> Objectives
(A) In the court opinion on notice to an agent, how large was the loan the Insurance Company made to Stacy on the Hunter farm?
(B) Carry on the court opinion on notice to an agent from the point where it stops.

━━━━━ Selected extract

If the Insurance Company at the time it made the $50,000 loan to Stacy on the Hunter farm had any knowledge or notice of plaintiff's vendor's lien, it was because such knowledge or notice had been communicated to its agent Hoag at the times and in the manner as testified by plaintiff, and not otherwise. Assuming the truthfulness and accuracy of plaintiff's testimony, was his statement to Hoag in 1920 that he held Stacy's note for $12,000 for a part of the purchase price of the Hunter farm notice to the Insurance Company of that fact?

"The principal, according to a settled rule of law, is bound by the knowledge of the agent, or — otherwise stated — notice to the agent constitutes notice to the principal, the rule being derived from the duty of disclosure by the former to the latter of all material facts coming to his knowledge with reference to the subject of his agency, and a presumption that he has discharged that duty." [21 R.C.L. 838.] But notice to the agent to bind the principal must be within the scope of the agent's employment. This because there is no duty on the part of the agent to disclose to his principal matters in no way related to the subject of the agency. To determine the scope of Hoag's employment is a matter of first importance.

━━━━━━━━━━
━━━━━ Given records

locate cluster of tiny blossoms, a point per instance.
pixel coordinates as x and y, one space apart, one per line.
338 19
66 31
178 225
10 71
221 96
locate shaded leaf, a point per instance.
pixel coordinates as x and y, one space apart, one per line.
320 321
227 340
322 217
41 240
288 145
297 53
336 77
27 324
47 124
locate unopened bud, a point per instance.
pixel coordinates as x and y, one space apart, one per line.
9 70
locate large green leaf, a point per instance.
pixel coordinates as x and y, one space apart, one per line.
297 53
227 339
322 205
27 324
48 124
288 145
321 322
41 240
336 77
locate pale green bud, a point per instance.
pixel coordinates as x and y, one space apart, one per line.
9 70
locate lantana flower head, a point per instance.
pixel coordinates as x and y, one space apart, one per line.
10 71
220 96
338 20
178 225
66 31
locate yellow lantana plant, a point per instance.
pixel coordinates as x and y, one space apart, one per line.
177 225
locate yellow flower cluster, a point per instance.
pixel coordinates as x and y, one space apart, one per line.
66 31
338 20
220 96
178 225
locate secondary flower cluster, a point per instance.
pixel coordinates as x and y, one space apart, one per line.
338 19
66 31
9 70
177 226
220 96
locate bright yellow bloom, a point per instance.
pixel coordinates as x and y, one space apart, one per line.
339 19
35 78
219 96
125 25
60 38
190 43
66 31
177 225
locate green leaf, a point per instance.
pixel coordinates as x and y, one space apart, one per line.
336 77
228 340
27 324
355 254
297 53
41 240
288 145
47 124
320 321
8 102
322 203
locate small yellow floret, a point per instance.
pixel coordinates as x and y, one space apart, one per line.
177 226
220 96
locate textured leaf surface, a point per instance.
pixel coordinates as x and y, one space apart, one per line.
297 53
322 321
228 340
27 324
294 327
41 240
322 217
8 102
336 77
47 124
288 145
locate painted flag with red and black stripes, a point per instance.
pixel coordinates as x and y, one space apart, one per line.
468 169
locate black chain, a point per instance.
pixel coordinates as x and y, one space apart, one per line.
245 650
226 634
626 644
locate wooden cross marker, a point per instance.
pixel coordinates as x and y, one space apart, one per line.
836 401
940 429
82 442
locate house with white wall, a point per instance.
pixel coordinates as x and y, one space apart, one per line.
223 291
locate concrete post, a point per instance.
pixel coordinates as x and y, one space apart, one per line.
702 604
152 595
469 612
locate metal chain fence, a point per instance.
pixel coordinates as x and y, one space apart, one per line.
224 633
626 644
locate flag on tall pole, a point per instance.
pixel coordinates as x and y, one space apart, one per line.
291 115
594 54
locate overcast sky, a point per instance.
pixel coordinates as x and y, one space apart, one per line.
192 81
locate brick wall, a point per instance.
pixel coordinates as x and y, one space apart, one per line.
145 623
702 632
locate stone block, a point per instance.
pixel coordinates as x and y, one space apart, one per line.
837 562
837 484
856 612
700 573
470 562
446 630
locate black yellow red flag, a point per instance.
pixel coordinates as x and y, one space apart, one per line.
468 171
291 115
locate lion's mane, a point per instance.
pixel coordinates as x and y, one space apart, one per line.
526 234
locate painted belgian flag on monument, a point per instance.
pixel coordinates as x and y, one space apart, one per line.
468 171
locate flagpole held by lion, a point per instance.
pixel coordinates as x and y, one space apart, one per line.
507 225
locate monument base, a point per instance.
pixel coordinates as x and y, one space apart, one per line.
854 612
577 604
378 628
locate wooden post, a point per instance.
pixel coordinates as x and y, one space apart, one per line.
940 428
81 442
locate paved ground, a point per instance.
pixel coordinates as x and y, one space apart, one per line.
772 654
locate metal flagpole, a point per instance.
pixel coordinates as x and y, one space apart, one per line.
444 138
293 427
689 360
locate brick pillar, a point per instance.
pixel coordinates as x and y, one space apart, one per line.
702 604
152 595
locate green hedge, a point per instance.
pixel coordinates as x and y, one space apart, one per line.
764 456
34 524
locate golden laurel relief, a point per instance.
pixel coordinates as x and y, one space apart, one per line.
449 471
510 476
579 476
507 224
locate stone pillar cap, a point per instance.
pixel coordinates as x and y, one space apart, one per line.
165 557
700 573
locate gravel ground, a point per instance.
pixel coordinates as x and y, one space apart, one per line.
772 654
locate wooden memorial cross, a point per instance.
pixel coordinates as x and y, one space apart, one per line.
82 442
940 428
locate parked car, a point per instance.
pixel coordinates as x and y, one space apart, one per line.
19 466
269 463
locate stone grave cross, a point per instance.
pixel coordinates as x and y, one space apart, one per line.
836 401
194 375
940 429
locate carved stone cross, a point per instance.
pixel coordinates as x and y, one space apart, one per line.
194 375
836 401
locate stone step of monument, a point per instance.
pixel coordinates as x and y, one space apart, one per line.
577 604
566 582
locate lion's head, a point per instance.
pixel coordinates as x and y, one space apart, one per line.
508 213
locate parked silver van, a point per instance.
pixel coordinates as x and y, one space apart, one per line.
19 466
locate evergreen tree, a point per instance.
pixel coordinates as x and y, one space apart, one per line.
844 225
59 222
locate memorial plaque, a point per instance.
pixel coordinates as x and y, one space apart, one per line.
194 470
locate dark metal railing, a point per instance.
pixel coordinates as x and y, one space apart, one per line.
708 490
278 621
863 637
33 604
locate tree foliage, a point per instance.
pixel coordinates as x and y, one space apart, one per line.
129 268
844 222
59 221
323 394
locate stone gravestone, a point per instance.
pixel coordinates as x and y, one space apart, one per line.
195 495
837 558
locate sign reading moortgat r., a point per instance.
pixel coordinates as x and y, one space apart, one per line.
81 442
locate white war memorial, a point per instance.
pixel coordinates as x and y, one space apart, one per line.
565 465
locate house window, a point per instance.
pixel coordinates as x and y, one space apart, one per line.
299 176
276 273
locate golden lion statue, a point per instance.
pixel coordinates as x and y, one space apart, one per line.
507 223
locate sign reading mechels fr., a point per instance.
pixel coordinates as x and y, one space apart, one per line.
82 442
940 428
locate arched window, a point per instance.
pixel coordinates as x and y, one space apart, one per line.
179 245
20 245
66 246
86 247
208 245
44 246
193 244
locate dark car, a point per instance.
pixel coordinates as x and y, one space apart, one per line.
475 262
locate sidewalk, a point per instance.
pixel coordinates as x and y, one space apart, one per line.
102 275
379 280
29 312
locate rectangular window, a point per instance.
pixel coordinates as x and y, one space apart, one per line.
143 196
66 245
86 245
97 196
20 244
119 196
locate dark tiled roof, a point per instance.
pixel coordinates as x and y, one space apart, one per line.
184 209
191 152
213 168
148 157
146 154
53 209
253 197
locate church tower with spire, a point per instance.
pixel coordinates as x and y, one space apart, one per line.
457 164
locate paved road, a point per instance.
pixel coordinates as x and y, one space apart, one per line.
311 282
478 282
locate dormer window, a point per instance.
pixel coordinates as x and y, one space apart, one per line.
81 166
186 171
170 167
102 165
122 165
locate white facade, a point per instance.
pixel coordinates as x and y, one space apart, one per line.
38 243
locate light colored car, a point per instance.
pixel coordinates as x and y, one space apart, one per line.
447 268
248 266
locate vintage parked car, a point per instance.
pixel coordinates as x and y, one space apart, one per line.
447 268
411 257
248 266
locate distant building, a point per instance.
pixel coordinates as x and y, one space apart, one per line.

━━━━━━━━━━
━━━━━ Given records

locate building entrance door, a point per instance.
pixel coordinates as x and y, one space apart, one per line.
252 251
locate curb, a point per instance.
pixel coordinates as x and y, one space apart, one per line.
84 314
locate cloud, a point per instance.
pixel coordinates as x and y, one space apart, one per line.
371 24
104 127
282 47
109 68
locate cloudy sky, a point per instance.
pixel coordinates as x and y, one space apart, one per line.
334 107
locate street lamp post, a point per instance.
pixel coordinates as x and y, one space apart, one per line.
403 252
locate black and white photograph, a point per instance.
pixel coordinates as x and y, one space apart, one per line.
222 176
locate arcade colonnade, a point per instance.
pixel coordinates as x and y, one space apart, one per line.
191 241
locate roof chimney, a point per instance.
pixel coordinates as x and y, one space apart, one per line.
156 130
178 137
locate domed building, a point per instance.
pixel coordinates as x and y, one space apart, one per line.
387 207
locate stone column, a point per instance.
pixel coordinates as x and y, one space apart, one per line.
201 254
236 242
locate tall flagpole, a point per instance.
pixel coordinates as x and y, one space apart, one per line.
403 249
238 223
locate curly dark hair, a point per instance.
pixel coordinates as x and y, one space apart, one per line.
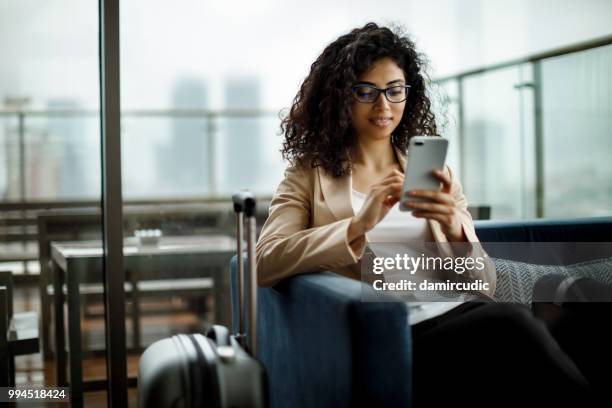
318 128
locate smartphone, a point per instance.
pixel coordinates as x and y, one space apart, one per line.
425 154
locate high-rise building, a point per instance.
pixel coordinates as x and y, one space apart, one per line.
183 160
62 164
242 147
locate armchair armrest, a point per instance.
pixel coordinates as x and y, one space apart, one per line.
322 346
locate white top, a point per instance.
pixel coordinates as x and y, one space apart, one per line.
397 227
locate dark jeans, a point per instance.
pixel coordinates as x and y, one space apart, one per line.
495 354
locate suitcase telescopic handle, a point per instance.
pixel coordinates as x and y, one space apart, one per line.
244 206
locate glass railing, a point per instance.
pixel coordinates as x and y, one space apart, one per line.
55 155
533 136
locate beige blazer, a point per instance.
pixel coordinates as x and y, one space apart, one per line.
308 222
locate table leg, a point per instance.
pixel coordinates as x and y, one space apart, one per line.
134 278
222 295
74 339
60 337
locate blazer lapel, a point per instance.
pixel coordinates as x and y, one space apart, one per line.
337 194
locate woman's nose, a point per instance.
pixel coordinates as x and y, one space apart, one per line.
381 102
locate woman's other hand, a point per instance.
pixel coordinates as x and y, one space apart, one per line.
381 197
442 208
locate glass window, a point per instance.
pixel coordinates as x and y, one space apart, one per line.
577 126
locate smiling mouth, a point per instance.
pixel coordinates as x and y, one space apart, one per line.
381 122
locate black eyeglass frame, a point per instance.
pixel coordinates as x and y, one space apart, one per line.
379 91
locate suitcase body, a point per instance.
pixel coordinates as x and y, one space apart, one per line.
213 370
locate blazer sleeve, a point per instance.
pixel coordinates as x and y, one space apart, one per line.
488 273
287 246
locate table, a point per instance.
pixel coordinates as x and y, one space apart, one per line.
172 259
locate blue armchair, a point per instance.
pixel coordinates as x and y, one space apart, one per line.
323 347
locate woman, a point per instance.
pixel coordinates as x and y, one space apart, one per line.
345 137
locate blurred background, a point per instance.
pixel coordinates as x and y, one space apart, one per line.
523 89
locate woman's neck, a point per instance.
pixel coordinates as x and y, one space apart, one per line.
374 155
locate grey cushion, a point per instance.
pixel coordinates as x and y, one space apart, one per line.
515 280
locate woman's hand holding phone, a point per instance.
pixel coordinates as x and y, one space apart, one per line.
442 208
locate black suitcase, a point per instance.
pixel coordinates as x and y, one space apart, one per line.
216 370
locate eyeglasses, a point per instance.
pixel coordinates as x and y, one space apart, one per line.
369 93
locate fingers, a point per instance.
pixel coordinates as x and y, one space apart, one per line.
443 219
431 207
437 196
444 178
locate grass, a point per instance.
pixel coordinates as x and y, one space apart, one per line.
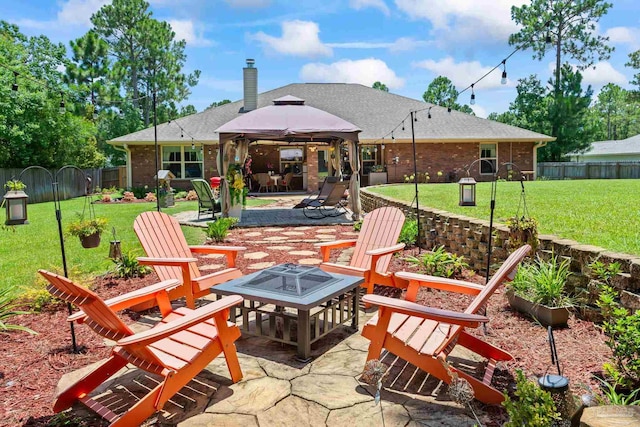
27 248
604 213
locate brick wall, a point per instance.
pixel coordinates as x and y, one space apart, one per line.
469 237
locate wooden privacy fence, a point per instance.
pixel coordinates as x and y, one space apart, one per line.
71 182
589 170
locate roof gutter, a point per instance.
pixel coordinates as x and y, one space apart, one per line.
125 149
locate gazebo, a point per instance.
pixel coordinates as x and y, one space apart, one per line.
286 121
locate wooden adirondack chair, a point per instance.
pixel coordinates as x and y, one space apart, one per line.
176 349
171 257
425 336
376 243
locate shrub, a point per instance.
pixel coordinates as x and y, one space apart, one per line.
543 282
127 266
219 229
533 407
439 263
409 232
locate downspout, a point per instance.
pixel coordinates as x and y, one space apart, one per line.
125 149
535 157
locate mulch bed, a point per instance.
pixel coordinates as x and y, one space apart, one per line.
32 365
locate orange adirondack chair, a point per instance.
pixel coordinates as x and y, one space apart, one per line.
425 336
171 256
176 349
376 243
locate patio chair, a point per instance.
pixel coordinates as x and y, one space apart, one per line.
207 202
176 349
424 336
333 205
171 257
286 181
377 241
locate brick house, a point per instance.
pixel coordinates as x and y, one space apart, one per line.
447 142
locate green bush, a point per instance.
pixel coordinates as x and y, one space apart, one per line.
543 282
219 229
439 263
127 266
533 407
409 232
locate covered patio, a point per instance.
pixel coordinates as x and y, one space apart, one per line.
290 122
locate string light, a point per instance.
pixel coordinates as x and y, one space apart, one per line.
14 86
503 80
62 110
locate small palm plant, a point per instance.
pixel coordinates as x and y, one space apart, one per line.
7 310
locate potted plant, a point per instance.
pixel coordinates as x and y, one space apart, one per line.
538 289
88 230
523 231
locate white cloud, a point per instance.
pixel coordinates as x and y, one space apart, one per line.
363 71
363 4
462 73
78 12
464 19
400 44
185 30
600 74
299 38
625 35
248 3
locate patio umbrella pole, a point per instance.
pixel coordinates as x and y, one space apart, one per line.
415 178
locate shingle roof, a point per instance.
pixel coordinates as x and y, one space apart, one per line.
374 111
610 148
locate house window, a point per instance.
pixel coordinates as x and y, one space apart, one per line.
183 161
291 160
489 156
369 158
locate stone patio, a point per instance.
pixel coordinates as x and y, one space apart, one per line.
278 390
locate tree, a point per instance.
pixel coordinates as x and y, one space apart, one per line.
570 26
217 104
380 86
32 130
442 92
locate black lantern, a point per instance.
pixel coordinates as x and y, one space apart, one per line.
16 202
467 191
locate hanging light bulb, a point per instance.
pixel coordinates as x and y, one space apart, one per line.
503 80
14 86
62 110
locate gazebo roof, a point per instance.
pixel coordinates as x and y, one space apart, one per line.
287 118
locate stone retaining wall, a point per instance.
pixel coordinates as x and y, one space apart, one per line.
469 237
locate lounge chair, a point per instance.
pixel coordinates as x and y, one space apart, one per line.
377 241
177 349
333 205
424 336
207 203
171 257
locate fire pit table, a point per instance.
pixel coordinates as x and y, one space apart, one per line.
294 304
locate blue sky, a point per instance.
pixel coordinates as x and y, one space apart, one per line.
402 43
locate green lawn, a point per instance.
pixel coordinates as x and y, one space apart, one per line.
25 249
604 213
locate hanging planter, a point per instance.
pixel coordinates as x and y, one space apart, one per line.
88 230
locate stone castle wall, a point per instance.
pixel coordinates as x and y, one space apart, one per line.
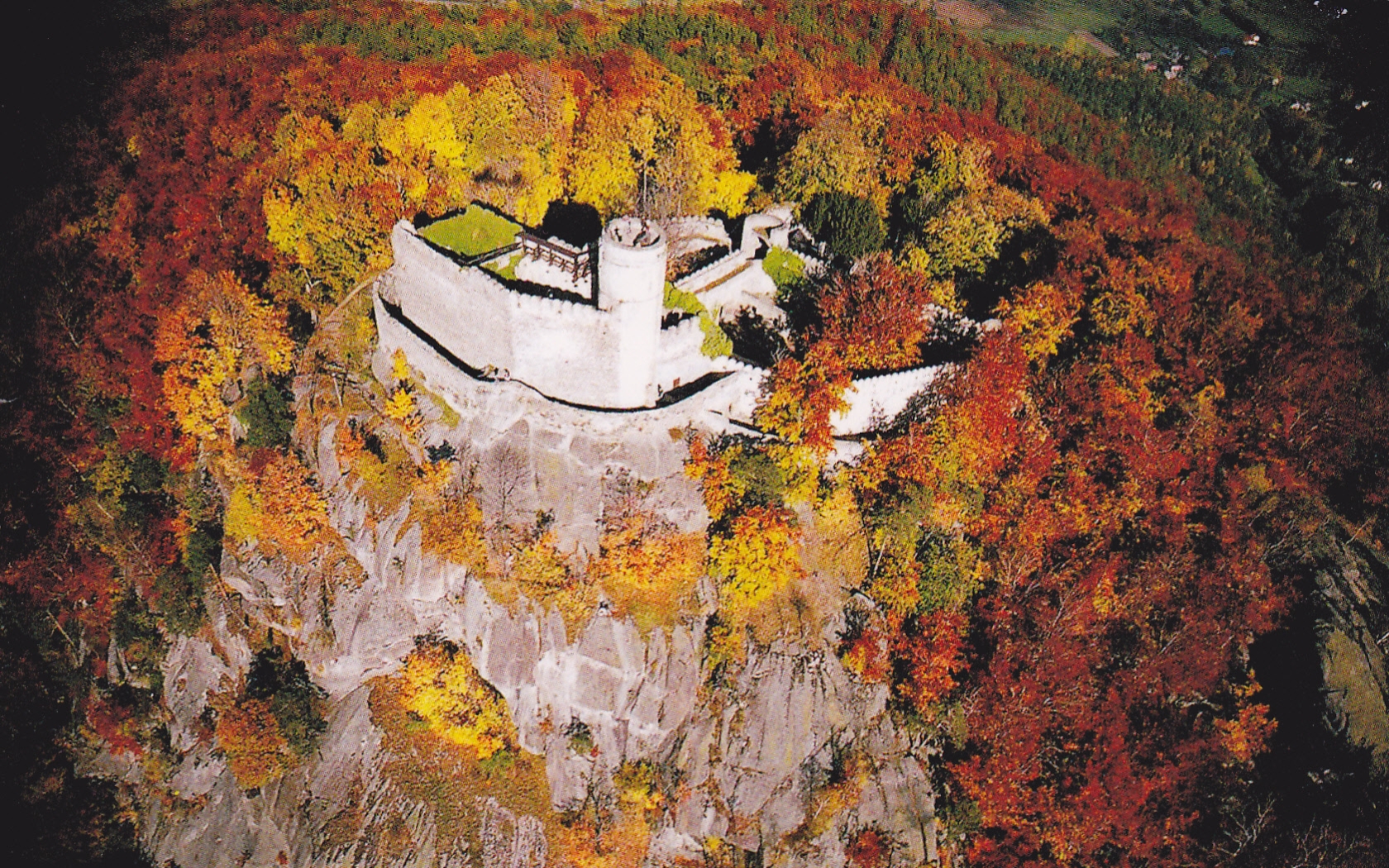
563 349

━━━━━━━━━━

> Outputs by task
(A) $50,000

(B)
At the outset it is obvious that the evidence tending to show that the Insurance Company held Hoag out as its general agent must be discarded for all purposes of the case. Plaintiff was not misled by such holding out, if any. His communicating to Hoag the fact that he had the Stacy $12,000 purchase money note was not for the purpose of giving either Hoag or the Insurance Company notice of that fact. His statement to Hoag was made only for the purpose of getting money on the note by sale or pledge; his conveying to Hoag in connection therewith information relative to the origin and character of the note was casual or incidental. If therefore the notice to Hoag is to be imputed to his principal it must be because it was with respect to a matter within the actual rather than the apparent scope of his agency.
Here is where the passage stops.